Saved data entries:
###

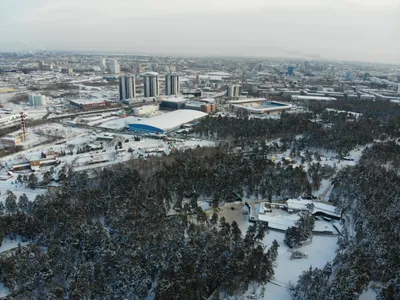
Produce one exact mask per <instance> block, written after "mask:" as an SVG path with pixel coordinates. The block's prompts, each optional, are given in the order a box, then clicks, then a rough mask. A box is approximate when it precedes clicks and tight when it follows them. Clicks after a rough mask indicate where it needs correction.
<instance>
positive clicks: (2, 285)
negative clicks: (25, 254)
mask: <svg viewBox="0 0 400 300" xmlns="http://www.w3.org/2000/svg"><path fill="white" fill-rule="evenodd" d="M18 244H20V245H21V246H25V245H28V244H29V242H22V241H21V238H20V237H17V239H15V240H10V239H7V238H4V239H3V241H2V242H1V246H0V254H1V253H3V252H5V251H8V250H11V249H14V248H17V247H18ZM9 294H11V291H10V290H9V289H8V288H7V287H6V286H5V285H4V284H3V283H2V282H0V298H2V297H6V296H8V295H9Z"/></svg>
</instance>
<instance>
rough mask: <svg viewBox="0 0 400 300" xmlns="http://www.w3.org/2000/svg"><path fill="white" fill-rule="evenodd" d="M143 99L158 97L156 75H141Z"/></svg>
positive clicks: (147, 73)
mask: <svg viewBox="0 0 400 300" xmlns="http://www.w3.org/2000/svg"><path fill="white" fill-rule="evenodd" d="M143 85H144V97H157V96H158V95H159V80H158V74H157V73H155V72H149V73H145V74H143Z"/></svg>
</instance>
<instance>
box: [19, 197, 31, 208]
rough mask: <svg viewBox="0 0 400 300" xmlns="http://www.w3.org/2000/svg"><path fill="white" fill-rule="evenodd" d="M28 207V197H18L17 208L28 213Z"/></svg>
mask: <svg viewBox="0 0 400 300" xmlns="http://www.w3.org/2000/svg"><path fill="white" fill-rule="evenodd" d="M29 206H30V202H29V199H28V197H27V196H26V195H25V194H22V195H21V196H19V199H18V208H19V209H20V210H21V211H23V212H28V210H29Z"/></svg>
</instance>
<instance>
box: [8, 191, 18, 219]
mask: <svg viewBox="0 0 400 300" xmlns="http://www.w3.org/2000/svg"><path fill="white" fill-rule="evenodd" d="M5 203H6V205H5V206H6V210H7V211H8V213H9V214H11V215H12V214H14V213H16V212H17V210H18V206H17V196H15V194H14V193H13V192H11V191H7V197H6V201H5Z"/></svg>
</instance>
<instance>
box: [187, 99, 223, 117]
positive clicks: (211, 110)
mask: <svg viewBox="0 0 400 300" xmlns="http://www.w3.org/2000/svg"><path fill="white" fill-rule="evenodd" d="M184 109H193V110H198V111H202V112H205V113H208V114H209V113H212V112H214V111H215V110H216V109H217V107H216V105H215V103H209V102H206V101H201V100H197V101H194V100H192V101H187V102H186V103H185V107H184Z"/></svg>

###

What needs to be done:
Please repeat all of the data exactly, excluding images.

Exercise solution:
Produce one exact mask per <instance> block, written after "mask:" as an SVG path with pixel coordinates. The block's prompts, each optional, are given in the order a box, then clicks, then a rough mask. A box is approximate when it precedes clicks and tight when it follows them. Clicks after a rough mask indicate where it needs correction.
<instance>
positive clicks: (2, 285)
negative clicks: (25, 254)
mask: <svg viewBox="0 0 400 300" xmlns="http://www.w3.org/2000/svg"><path fill="white" fill-rule="evenodd" d="M18 244H20V245H21V246H25V245H28V244H29V242H22V241H21V238H20V237H17V239H15V240H10V239H7V238H4V239H3V241H2V242H1V246H0V254H1V253H3V252H5V251H8V250H11V249H14V248H17V247H18ZM9 294H11V291H10V290H9V289H8V288H7V287H6V286H5V285H4V284H3V283H2V282H0V298H2V297H6V296H8V295H9Z"/></svg>
</instance>
<instance>
rough mask: <svg viewBox="0 0 400 300" xmlns="http://www.w3.org/2000/svg"><path fill="white" fill-rule="evenodd" d="M143 99L158 97L156 75H141Z"/></svg>
positive clicks: (147, 73)
mask: <svg viewBox="0 0 400 300" xmlns="http://www.w3.org/2000/svg"><path fill="white" fill-rule="evenodd" d="M143 85H144V97H157V96H158V95H159V80H158V74H157V73H155V72H149V73H145V74H143Z"/></svg>
</instance>
<instance>
box: [19, 197, 31, 208]
rough mask: <svg viewBox="0 0 400 300" xmlns="http://www.w3.org/2000/svg"><path fill="white" fill-rule="evenodd" d="M28 207V197H18L17 208L28 213Z"/></svg>
mask: <svg viewBox="0 0 400 300" xmlns="http://www.w3.org/2000/svg"><path fill="white" fill-rule="evenodd" d="M29 206H30V202H29V199H28V197H27V196H26V195H25V194H22V195H21V196H19V199H18V208H19V209H20V210H21V211H23V212H28V210H29Z"/></svg>
</instance>
<instance>
box: [8, 191, 18, 219]
mask: <svg viewBox="0 0 400 300" xmlns="http://www.w3.org/2000/svg"><path fill="white" fill-rule="evenodd" d="M5 203H6V205H5V206H6V210H7V211H8V213H9V214H11V215H12V214H14V213H16V212H17V210H18V206H17V196H15V194H14V193H13V192H11V191H7V197H6V201H5Z"/></svg>
</instance>
<instance>
box: [187, 99, 223, 117]
positive clicks: (211, 110)
mask: <svg viewBox="0 0 400 300" xmlns="http://www.w3.org/2000/svg"><path fill="white" fill-rule="evenodd" d="M184 109H193V110H198V111H202V112H205V113H208V114H209V113H212V112H214V111H215V110H216V109H217V107H216V105H215V103H209V102H206V101H201V100H197V101H194V100H192V101H187V102H186V103H185V107H184Z"/></svg>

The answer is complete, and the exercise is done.